++++ SOURCE MATERIAL ++++
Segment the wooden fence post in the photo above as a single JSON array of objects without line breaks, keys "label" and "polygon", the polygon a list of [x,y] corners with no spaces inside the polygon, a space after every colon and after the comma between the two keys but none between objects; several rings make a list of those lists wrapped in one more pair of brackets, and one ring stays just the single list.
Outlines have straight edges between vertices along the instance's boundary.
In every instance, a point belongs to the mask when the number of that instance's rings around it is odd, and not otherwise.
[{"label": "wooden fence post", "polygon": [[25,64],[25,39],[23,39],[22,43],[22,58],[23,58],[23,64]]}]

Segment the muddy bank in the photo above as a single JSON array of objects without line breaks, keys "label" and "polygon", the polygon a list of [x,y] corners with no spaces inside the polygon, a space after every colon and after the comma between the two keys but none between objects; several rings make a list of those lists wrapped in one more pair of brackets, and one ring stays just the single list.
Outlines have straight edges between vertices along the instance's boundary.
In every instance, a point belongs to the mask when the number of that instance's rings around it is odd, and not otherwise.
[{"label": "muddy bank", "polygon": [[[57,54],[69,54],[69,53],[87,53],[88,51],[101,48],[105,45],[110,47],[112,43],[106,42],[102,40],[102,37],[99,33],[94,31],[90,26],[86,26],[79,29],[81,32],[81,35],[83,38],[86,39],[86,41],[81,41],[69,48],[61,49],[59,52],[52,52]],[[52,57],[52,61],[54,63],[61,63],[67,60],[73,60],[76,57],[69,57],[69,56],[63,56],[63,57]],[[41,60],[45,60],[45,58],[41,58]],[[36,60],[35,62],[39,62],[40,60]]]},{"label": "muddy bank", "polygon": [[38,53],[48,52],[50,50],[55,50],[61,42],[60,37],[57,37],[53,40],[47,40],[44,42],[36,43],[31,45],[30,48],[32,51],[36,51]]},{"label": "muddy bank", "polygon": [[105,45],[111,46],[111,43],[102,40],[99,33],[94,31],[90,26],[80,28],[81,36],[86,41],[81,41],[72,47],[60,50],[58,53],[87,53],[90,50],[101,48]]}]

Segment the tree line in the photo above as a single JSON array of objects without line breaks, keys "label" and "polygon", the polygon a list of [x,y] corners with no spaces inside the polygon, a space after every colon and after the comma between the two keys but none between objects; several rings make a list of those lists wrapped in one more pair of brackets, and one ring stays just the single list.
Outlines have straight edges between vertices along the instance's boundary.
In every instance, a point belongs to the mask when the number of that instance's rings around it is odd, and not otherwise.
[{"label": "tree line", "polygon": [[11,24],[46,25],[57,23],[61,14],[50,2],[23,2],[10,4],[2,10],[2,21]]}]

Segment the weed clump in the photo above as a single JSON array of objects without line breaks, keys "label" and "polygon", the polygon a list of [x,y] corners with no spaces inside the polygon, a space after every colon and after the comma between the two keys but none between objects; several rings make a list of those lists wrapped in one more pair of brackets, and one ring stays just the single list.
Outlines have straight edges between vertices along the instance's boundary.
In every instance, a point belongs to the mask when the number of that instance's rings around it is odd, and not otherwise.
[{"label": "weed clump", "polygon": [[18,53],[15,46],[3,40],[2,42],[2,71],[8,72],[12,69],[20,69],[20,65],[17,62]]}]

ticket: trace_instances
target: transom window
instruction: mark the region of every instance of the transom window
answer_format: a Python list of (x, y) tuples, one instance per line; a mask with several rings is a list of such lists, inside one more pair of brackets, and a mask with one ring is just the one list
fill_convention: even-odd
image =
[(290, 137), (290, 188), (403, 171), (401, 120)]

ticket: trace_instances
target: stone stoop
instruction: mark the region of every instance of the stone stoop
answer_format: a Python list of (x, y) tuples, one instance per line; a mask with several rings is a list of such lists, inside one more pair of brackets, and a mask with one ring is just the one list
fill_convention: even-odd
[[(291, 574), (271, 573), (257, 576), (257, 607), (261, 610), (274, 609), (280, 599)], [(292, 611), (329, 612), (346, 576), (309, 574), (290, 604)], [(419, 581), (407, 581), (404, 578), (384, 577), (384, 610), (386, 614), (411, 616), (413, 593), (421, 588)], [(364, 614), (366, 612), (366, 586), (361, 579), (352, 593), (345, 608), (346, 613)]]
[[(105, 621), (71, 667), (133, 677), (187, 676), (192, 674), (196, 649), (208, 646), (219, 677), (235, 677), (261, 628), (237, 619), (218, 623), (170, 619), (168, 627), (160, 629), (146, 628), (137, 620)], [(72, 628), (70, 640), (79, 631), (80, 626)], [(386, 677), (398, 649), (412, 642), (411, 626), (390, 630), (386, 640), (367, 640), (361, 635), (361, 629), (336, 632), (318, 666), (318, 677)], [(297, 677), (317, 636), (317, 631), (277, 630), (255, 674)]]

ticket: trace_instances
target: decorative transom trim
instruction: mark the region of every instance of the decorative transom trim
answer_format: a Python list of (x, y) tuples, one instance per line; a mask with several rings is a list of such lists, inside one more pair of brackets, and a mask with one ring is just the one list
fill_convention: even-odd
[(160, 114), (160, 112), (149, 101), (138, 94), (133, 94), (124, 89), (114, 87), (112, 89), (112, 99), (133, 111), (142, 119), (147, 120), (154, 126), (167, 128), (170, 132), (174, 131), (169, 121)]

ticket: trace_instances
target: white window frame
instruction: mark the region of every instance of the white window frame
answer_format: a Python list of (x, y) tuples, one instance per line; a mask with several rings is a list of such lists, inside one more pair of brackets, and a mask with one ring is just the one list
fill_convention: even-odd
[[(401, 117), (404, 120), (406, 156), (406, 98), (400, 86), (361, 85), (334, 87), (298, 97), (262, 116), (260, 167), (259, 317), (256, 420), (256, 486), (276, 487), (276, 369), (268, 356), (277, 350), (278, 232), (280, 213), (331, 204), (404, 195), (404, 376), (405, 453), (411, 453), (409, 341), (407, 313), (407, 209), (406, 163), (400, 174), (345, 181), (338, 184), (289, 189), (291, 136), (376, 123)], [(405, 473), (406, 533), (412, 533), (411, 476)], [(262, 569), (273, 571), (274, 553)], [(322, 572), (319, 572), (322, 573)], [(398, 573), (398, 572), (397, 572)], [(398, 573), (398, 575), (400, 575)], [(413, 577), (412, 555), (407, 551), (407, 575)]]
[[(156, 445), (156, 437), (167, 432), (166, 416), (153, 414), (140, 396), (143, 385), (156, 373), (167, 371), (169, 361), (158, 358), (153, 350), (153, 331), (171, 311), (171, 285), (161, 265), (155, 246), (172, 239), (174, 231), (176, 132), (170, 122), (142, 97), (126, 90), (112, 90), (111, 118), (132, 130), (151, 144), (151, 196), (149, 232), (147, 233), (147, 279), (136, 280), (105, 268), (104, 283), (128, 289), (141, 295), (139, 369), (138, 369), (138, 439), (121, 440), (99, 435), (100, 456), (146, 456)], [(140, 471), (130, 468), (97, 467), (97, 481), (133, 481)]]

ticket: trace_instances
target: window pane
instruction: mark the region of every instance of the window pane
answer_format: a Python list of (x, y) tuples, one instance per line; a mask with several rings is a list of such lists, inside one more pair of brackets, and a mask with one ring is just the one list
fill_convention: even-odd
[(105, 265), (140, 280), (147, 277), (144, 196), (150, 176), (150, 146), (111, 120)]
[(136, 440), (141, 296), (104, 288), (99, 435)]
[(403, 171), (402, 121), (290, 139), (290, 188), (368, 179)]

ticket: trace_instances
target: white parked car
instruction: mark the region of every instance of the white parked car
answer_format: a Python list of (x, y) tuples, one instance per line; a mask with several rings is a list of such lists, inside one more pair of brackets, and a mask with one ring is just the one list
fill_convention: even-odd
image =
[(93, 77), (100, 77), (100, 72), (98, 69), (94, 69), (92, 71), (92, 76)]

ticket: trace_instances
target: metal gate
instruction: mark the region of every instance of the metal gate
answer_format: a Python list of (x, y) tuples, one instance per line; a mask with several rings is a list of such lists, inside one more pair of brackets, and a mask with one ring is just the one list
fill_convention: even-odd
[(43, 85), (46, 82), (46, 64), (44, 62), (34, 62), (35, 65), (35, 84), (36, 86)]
++++
## TASK INSTRUCTIONS
Return every line of the records above that contains the string "stoop", matching case exactly.

## EXERCISE RESULT
target: stone stoop
instruction: mark the region of every instance of the stone stoop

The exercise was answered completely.